_Direction_.
Transcribe word for word the lines spanning the line with "Where can the sculpture's leg" through the end of the records.

_Data entries_.
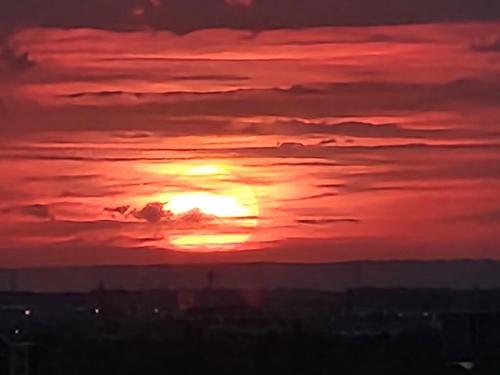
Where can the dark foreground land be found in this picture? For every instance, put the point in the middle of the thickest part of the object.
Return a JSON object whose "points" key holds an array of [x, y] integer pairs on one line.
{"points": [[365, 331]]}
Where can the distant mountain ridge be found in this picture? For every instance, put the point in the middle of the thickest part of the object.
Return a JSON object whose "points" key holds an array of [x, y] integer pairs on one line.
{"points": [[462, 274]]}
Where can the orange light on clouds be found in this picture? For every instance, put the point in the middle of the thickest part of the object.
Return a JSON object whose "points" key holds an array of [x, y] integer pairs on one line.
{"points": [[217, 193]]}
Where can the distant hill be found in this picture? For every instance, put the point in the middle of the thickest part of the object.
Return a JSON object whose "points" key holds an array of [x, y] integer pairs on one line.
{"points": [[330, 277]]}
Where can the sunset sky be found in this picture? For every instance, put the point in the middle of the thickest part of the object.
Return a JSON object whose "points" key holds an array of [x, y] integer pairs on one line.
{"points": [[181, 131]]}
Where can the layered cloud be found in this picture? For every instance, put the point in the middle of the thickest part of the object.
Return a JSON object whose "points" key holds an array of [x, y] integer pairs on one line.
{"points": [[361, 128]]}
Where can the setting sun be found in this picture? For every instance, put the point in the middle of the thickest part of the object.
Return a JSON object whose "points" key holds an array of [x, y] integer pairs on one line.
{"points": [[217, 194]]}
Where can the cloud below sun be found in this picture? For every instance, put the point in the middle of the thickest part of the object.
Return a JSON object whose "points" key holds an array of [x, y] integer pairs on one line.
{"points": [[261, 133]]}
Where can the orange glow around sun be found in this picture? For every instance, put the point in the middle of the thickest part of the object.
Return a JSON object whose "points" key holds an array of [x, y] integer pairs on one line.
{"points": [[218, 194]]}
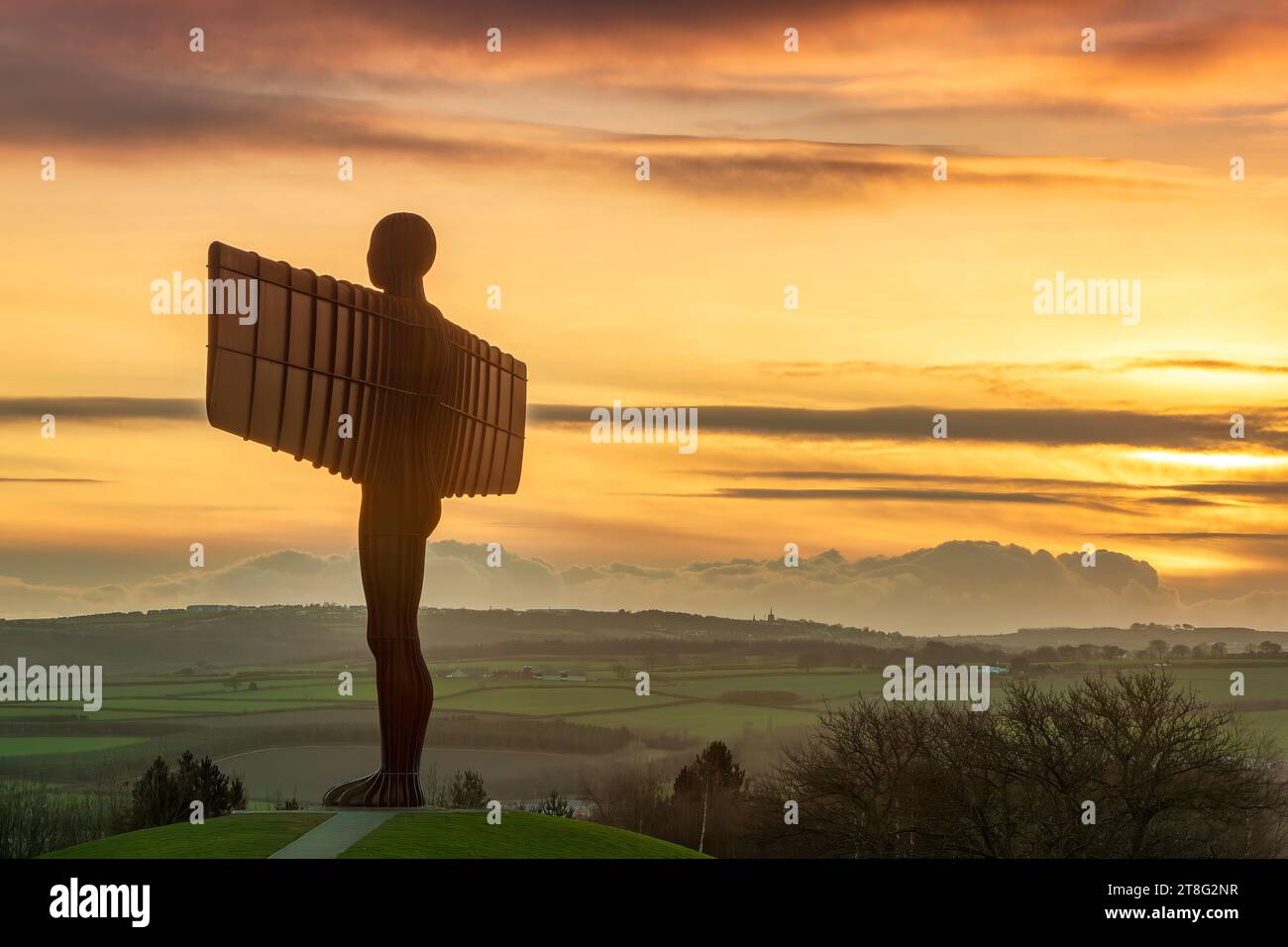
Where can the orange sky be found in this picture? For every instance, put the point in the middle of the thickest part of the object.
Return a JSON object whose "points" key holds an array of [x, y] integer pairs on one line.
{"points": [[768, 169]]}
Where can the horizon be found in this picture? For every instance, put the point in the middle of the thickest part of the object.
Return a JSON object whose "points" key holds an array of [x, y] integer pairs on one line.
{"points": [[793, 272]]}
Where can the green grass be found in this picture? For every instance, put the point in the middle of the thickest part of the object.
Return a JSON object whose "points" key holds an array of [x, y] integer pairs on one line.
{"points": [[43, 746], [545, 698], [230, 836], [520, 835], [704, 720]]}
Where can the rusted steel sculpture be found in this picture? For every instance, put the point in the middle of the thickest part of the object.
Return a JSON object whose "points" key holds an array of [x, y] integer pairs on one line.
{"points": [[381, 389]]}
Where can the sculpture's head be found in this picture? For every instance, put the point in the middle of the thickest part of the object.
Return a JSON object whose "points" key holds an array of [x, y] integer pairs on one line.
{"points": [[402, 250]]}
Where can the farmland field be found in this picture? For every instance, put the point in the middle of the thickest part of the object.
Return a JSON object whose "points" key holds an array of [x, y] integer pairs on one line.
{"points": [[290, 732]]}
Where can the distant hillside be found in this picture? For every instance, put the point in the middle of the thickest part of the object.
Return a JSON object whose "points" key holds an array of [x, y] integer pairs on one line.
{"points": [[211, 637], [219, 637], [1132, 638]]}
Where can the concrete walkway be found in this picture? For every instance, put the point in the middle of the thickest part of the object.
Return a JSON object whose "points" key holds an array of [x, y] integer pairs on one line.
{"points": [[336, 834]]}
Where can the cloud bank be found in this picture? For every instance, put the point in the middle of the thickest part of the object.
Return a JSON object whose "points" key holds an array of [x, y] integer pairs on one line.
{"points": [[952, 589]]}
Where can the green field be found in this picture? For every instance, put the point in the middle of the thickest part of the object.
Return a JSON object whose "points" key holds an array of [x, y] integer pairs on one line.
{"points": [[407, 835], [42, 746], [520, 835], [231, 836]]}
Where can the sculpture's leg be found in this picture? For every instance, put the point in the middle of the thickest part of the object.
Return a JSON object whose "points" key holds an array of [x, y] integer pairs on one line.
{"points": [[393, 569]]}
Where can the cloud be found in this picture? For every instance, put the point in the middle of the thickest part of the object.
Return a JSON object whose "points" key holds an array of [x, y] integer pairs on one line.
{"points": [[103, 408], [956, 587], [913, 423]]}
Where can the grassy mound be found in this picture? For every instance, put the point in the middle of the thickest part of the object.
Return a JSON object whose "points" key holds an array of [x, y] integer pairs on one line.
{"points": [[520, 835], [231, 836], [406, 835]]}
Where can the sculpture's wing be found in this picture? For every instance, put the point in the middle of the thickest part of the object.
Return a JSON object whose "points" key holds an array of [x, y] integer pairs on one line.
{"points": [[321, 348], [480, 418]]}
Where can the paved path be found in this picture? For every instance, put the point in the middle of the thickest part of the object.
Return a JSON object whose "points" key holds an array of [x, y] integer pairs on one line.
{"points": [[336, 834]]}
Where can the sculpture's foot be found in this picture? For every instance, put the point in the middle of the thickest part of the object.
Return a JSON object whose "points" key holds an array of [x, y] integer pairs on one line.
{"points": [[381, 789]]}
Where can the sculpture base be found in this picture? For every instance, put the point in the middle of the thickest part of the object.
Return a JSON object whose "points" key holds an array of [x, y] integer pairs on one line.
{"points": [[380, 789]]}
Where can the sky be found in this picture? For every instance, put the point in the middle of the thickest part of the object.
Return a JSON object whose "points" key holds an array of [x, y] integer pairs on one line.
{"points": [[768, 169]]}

_Response to the exercise_.
Where can the sculpture's leg be found in this picture? For every instance, put the point in the middle of the thickest part of the object.
Return a JSON object whose "points" key holds an array of [x, y] integer pairs on one line.
{"points": [[393, 569]]}
Where can the cloud be found in this picture? For every instance, put the point in the middle of the thickest part of the object.
Return a JSON object whose "points" key holds an array of [x, y] integer pairs on one line.
{"points": [[103, 408], [956, 587], [913, 423]]}
Where can the grassy mound be found in this picture? For every instance, put the point in the middle of the thickest part of the object.
Return a JSON object whose "points" key holds an array of [x, y] integer pairs on one line.
{"points": [[520, 835], [231, 836], [406, 835]]}
Where can the sculpture's wing be found in this picture? For every instance, put the point in the middle of the thickest part of the object.
Return a JSON object whose "points" key holds an array of [x, y] integer pairs on one line.
{"points": [[321, 348], [480, 418]]}
Where can the paved path be found in this picture? For every instance, put the point in the middle of the thickest part of the object.
Return a JSON object whose "points" key holds an array of [x, y] integer pairs on one line.
{"points": [[336, 834]]}
Where can the sculpture's foot be found in this picture? For every instance, put the point in the middle of the thickest part of the object.
Return a JSON object whose "points" key holds an array of [x, y] integer pairs on one line.
{"points": [[381, 789]]}
Where can the sculpture base be found in this picture? For every instance, put the point in the middle of the thickest part of the object.
Return a JSON object whose "points" key holds an array of [x, y] integer pairs on one line.
{"points": [[380, 789]]}
Where can the sky be found in this picture? For every instance, put the point in the middle of the thickest part of the object.
Return a JSON object whose "points" key holds an array of [x, y] integer pairs on one line.
{"points": [[768, 169]]}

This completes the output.